**LIST OF TASKS**:
1/ In the science fiction recommendations post, how would you translate this sentence into Spanish: "I would love to hear about some good Science Fiction."
2/ Answer these questions using the science fiction recommendations post:
(a) In John Varley's trilogy, the explorers discover that a moon of which planet is inhabited?
(b) In what century is M. John Harrison's Light set?
(c) Which arm does the hero of Paradox lose?

* start QUOTED PASSAGE *

Chanileslie said:
I need reading suggestions!!! I will read anything most of the time although I don't like alternative history books nor do I car for cyber punk all that much, but anything else. I would love to hear about some good Science Fiction.
I'll try and help, but a lot of SF stuff I like is kind of cyberpunk influenced, although I've got to admit that out of the "first wave" stuff, apart from William Gibson's stuff, I never really got into any of the other cyberpunk authors.
I'm not a big fan of space alien stuff, but I'd recommend John Varley's Gaiea trilogy (Titan, Wizard and Demon), which is about a group of space explorers who discover that one of the moons of Saturn is inhabited, is also alive and is quite possibly insane.
A bit newer is M. John Harrison's Light, which uses a bonkers take on the whole space opera theme to evoke the weirdness of quantum physics. It's set in the 25th century in an area of the galaxy known as The Beach, and concerns a woman who has turned into a pirate spaceship and a man who lived in virtual reality, mysterious alien artefacts, black hole surfing and a couple of oddball physicists in 1999 London who somehow become the fathers of interstellar flight despite being pursued by a spectral horse's head.
Quite the opposite is Paradox by John Meaney, which is set on a human-colonised world in the far future, in which our hero, who has a stutter for a surname, loses his mum, dad, and his left arm, and then proceeds to wander through this feudal world, gets involved with the technological elite who rule it, talks a lot of (possibly pseudo-)scientific jargon and that's it really. I didn't particularly enjoy it because I found the characters to be one-dimensional, the setting forced and clumsy (for instance, the colonists live underground in caverns, so it's a society which is both physically and socially stratified; one's a metaphor for the other, see?

* end QUOTED PASSAGE *
* start RECORD EXCERPTS *

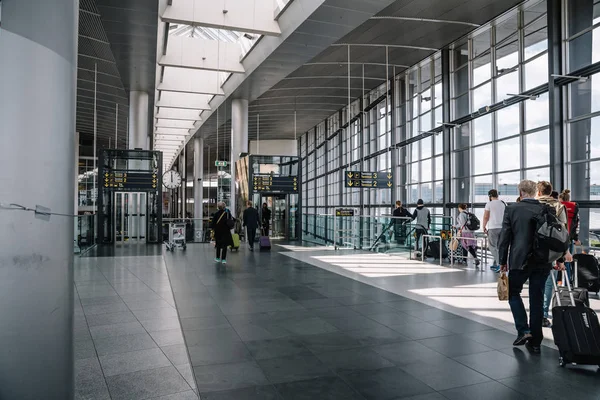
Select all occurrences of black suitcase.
[573,254,600,294]
[552,270,590,308]
[425,240,448,260]
[551,275,600,367]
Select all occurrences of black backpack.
[531,205,571,264]
[465,211,481,231]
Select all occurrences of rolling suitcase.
[425,240,448,260]
[258,228,271,251]
[229,233,240,251]
[550,274,600,367]
[573,254,600,294]
[552,268,590,308]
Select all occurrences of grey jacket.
[413,207,431,231]
[498,199,550,269]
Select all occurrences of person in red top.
[558,189,581,279]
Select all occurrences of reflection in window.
[472,144,494,175]
[496,70,521,101]
[496,137,521,171]
[472,83,492,111]
[525,168,550,182]
[525,130,550,168]
[525,53,548,90]
[525,93,548,130]
[496,104,519,139]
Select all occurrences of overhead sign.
[335,208,354,217]
[252,174,298,193]
[103,172,158,191]
[344,171,394,189]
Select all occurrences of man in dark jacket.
[262,203,271,236]
[243,201,260,251]
[392,200,412,244]
[498,180,564,354]
[210,202,233,264]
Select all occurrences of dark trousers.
[246,227,256,249]
[508,267,550,346]
[216,243,227,260]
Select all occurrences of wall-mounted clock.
[163,169,181,189]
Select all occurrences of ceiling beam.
[161,0,281,36]
[158,35,246,74]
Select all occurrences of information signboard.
[103,171,157,191]
[252,174,298,193]
[344,171,394,189]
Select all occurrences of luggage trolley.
[333,208,358,250]
[165,222,186,251]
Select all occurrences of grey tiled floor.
[75,244,600,400]
[75,255,198,400]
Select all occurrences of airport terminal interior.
[0,0,600,400]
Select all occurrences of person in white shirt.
[483,189,506,272]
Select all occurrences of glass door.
[114,192,148,244]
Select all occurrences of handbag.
[498,271,508,301]
[450,238,459,251]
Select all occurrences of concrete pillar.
[228,99,248,217]
[0,0,79,399]
[194,137,204,241]
[129,92,150,150]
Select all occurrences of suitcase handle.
[550,271,575,307]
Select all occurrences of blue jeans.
[544,269,558,318]
[508,267,550,346]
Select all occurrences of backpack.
[531,205,571,264]
[465,211,481,231]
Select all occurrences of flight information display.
[252,174,298,193]
[344,171,394,189]
[103,171,158,192]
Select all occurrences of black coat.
[210,210,233,246]
[498,199,550,269]
[244,207,260,230]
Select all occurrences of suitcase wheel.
[558,357,567,367]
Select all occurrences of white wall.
[250,139,298,156]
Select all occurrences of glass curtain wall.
[299,0,600,250]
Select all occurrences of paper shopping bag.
[498,271,508,301]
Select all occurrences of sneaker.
[525,342,542,354]
[513,333,532,346]
[542,318,552,328]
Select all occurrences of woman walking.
[454,204,479,268]
[211,202,233,264]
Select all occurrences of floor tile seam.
[75,282,112,399]
[282,251,532,348]
[163,254,219,392]
[98,260,193,389]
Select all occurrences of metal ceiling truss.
[154,0,281,168]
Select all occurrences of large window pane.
[496,71,521,101]
[421,136,433,159]
[525,168,550,182]
[473,114,492,145]
[473,54,492,86]
[421,158,433,182]
[433,156,444,181]
[471,144,494,175]
[525,93,548,130]
[496,104,519,139]
[498,172,521,203]
[525,53,548,90]
[472,83,492,111]
[525,130,550,168]
[496,137,521,171]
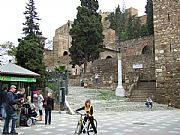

* end RECORD EXCERPTS *

**ANSWERS FOR THIS EXERCISE**:
1/ Me encantaría oír hablar de buena ciencia ficción.

2/
(a) Saturn
(b) The 25th century
(c) His left arm